- _Text block_:
:::::
I'd say a large percentage of pieces are unjustly neglected, because as the decades passed, our ability and capacity to understand music beyond what we already know, went away.
One could use Anton Rubinstein's Piano Concerto No. 5 in E-flat, Op. 94, as an example of this.
Ferruccio Busoni understood it well enough to champion it and play it frequently enough; Josef Lhevinne played it for his NYC debut in 1919. But ultimately, after Busoni and Lhevinne were gone, this piece went away from the fringes of the repertoire as well. Rubinstein's much more popular Piano Concerto No. 4 in D minor, Op. 70, did not survive much longer either.
Usually interest is revived in a piece when someone famous takes it up; take one of my favorite concerti, the Edward MacDowell Piano Concerto No. 2 in D minor, Op. 23, as an example of this phenomenon. That particular piece stayed in the repertoire 70 years longer than it would've, in part thanks to Van Cliburn and Andrè Watts. Cliburn, particularly, had a fondness for this concerto and kept it in his active repertoire reportedly as late as 1999.
:::::
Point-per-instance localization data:
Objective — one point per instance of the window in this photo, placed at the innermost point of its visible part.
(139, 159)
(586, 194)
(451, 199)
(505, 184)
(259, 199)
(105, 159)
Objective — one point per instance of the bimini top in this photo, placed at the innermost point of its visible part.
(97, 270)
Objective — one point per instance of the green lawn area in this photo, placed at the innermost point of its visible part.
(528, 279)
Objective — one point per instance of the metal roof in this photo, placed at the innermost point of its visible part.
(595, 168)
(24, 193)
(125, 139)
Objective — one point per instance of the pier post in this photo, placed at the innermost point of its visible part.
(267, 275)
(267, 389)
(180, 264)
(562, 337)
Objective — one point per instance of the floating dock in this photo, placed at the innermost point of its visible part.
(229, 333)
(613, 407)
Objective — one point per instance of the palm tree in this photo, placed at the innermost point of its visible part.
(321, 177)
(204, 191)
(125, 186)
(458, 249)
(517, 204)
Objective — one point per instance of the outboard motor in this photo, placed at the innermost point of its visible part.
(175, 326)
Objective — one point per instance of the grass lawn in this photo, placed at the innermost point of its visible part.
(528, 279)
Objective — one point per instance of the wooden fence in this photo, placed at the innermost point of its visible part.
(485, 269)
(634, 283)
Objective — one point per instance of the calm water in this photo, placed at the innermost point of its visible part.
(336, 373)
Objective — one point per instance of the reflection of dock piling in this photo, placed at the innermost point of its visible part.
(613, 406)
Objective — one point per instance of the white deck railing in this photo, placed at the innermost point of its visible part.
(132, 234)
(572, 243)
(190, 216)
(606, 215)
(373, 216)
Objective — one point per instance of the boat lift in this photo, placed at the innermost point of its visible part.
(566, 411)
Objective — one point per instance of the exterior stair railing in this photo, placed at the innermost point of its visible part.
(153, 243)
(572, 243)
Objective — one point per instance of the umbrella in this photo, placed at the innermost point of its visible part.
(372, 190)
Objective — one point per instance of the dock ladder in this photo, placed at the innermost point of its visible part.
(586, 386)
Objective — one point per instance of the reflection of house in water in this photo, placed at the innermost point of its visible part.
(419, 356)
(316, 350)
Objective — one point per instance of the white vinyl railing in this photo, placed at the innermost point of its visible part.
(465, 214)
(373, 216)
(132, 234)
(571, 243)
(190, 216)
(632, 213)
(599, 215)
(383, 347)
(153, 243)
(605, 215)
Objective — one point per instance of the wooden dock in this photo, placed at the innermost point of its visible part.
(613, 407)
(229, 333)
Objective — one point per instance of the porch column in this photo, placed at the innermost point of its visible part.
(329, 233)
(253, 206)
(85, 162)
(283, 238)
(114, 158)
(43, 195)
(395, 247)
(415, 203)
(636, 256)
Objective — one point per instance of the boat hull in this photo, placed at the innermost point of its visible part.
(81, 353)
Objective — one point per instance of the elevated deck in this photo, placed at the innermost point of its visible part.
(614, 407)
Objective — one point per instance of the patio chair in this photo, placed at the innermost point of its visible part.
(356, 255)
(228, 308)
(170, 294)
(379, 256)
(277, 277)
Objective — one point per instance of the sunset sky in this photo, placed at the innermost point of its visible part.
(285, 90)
:::::
- _Brief 1_:
From the commentary on neglected piano concertos, reproduce the passage starting with "One could use" and going on through "much longer either.".
- _Brief 2_:
According to the commentary on neglected piano concertos, for what occasion and in what year did Josef Lhevinne play Rubinstein's Piano Concerto No. 5?

- _Your solution 1_:
One could use Anton Rubinstein's Piano Concerto No. 5 in E-flat, Op. 94, as an example of this.
Ferruccio Busoni understood it well enough to champion it and play it frequently enough; Josef Lhevinne played it for his NYC debut in 1919. But ultimately, after Busoni and Lhevinne were gone, this piece went away from the fringes of the repertoire as well. Rubinstein's much more popular Piano Concerto No. 4 in D minor, Op. 70, did not survive much longer either.

- _Your solution 2_:
He played it for his NYC debut in 1919.